Karena itu, dia mengusulkan agar pemerintah mengubah narasi dalam proses mengatasi Covid-19. Dari narasi ini tugas pemerintah menjadi tugas seluruh elemen bangsa untuk menyelesaikan persoalan pandemi. Jangan seolah-olah menuntaskan pandemi ini menjadi tanggung jawab pemerintah saja. Karena pemerintah memiliki keterbatasan, baik anggaran maupun sumber daya manusia.
Ia menyebut sejumlah komunitas yang bisa diberdayakan, seperti komunitas pedagang, komunitas masjid hingga komunitas pemuda. Ketangguhan semua komunitas ini harus dibangkitkan. Jangan semata-mata bergantung pada petugas formal.
************
- Tugas Wajib:
• a. Ringkaslah paragraf teks latihan yang diawali "Karena itu, dia mengusulkan" tanpa menghilangkan fakta pokoknya.
• b. Komunitas apa saja yang disebut dalam teks latihan sebagai komunitas yang bisa diberdayakan?
• c. Tuliskan tanpa perubahan bagian teks latihan mulai dari "Ia menyebut sejumlah" sampai "pada petugas formal.".
Data tidak diperlukan untuk mengerjakan bagian ini.
************
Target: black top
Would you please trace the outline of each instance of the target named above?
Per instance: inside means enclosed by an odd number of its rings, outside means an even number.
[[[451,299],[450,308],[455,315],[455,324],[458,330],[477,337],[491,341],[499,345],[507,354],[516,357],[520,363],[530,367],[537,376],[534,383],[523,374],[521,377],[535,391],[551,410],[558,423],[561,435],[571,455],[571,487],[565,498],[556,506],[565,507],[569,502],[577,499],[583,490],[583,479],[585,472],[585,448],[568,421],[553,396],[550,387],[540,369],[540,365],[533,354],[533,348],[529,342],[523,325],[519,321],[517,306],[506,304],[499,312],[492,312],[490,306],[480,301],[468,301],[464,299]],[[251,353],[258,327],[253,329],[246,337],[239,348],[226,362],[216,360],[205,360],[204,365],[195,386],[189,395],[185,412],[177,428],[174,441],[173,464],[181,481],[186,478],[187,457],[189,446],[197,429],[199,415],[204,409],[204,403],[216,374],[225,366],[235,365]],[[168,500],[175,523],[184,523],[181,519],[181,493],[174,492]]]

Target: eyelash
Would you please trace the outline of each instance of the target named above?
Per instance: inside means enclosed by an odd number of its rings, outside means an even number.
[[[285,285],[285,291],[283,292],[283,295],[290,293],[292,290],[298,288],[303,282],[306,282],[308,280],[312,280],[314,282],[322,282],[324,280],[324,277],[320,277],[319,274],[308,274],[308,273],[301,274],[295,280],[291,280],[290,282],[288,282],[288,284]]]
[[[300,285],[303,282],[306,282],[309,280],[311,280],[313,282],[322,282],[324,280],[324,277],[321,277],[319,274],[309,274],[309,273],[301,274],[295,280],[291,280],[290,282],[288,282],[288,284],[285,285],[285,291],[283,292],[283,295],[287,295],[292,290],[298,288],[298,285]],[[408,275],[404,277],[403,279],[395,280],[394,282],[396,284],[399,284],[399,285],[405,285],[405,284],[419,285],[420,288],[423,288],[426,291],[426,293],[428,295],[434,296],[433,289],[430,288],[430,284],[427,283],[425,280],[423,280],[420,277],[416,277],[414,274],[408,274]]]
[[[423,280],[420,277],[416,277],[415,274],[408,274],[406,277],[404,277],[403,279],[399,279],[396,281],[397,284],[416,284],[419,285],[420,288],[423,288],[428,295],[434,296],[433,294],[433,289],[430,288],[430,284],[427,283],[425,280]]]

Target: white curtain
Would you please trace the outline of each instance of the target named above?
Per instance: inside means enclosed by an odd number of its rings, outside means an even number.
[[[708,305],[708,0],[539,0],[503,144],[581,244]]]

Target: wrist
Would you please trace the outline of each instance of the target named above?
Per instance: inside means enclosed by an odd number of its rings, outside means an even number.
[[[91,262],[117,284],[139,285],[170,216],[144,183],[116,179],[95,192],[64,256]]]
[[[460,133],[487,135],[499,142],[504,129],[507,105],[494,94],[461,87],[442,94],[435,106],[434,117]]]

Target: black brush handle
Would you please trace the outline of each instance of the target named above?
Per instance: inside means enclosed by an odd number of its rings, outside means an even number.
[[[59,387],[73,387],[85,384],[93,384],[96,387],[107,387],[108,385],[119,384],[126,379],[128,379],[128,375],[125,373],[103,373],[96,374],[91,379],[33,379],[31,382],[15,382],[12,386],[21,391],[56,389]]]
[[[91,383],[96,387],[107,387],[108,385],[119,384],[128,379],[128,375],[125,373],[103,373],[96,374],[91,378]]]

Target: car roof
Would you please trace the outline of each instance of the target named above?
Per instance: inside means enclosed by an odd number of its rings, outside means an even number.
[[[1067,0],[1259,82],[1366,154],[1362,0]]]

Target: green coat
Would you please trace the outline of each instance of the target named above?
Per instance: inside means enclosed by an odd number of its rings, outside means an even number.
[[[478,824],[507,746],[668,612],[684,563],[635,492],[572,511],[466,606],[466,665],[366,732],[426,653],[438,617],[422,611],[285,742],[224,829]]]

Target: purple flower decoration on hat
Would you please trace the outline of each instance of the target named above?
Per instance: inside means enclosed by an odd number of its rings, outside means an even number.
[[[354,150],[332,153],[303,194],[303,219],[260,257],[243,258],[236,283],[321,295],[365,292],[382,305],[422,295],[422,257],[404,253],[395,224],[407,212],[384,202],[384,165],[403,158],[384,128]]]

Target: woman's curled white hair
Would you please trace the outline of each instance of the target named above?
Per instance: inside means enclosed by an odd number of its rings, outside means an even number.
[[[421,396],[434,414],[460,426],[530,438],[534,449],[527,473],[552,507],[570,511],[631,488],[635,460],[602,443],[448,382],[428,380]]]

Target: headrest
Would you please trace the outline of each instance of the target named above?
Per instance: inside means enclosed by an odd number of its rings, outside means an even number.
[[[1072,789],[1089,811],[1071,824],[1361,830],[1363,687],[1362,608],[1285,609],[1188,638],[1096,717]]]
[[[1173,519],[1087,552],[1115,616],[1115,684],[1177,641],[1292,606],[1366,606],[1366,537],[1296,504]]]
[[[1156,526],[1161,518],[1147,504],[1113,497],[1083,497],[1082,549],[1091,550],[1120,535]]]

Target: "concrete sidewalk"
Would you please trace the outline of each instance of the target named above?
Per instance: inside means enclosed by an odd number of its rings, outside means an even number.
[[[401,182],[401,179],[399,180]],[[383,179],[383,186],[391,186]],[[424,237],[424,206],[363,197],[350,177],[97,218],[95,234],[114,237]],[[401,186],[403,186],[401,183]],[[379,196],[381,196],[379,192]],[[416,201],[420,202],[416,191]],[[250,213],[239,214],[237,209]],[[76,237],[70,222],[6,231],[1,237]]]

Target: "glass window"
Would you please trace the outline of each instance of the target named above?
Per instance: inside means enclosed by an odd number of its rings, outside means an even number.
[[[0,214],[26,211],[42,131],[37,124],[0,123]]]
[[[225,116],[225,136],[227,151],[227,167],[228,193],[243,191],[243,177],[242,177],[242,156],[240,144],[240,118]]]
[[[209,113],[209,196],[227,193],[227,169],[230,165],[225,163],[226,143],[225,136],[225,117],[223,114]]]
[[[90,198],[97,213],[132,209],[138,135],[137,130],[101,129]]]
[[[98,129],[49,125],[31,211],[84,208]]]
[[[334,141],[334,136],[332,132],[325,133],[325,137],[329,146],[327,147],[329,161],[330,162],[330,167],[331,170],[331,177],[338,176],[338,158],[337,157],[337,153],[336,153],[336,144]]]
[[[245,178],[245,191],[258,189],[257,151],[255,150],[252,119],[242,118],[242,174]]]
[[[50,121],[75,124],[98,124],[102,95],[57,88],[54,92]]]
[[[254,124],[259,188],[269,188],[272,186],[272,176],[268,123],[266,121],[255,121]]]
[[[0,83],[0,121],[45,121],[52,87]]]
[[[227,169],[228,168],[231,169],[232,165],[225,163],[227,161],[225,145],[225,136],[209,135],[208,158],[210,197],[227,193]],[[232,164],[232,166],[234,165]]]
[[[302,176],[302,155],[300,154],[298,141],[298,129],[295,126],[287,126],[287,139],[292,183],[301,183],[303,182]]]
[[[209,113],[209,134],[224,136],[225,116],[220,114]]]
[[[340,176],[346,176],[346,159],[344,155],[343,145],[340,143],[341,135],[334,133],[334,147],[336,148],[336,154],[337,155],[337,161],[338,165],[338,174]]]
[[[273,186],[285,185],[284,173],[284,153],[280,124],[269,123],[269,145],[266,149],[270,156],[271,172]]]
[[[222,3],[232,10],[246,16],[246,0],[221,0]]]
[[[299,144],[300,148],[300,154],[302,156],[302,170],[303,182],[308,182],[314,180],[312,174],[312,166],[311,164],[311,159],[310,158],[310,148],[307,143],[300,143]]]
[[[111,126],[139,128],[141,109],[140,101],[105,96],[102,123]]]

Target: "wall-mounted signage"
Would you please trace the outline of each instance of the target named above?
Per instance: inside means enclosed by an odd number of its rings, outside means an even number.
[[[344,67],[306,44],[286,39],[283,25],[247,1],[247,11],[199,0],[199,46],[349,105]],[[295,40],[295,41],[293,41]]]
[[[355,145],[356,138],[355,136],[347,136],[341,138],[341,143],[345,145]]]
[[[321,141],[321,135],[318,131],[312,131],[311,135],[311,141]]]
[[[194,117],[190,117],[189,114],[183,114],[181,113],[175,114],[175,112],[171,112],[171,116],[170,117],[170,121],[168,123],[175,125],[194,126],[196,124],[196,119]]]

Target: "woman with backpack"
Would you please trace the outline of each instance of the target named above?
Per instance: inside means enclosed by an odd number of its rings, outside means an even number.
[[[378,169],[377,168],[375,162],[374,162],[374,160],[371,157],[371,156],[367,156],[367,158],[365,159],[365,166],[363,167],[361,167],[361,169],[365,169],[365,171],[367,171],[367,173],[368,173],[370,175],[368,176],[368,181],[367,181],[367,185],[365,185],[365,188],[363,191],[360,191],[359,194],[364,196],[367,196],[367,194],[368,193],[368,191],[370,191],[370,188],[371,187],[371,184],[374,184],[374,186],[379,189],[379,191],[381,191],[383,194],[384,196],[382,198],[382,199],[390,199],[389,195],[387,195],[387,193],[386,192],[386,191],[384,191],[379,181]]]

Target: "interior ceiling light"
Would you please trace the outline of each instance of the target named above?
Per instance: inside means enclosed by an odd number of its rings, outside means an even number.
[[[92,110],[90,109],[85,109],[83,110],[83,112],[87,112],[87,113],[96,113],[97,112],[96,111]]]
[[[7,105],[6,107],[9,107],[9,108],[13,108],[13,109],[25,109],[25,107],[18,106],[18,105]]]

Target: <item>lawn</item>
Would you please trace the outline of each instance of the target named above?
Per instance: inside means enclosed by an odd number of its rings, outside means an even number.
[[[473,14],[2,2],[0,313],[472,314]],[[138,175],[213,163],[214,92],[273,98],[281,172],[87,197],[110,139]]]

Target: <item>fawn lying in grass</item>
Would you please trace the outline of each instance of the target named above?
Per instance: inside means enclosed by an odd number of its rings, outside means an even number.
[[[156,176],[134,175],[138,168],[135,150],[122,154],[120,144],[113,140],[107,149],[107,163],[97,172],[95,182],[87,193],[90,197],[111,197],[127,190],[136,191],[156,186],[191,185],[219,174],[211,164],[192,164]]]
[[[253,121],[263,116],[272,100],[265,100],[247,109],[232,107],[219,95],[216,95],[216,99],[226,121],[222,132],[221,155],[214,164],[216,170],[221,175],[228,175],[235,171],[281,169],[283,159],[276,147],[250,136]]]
************
- Daftar Jawaban:
• a. Ia mengusulkan agar pemerintah mengubah narasi penanganan Covid-19 sehingga penyelesaian pandemi menjadi tugas seluruh elemen bangsa, bukan hanya pemerintah, karena anggaran dan sumber daya manusia pemerintah terbatas.

• b. Komunitas pedagang, komunitas masjid, dan komunitas pemuda.

• c.
Ia menyebut sejumlah komunitas yang bisa diberdayakan, seperti komunitas pedagang, komunitas masjid hingga komunitas pemuda. Ketangguhan semua komunitas ini harus dibangkitkan. Jangan semata-mata bergantung pada petugas formal.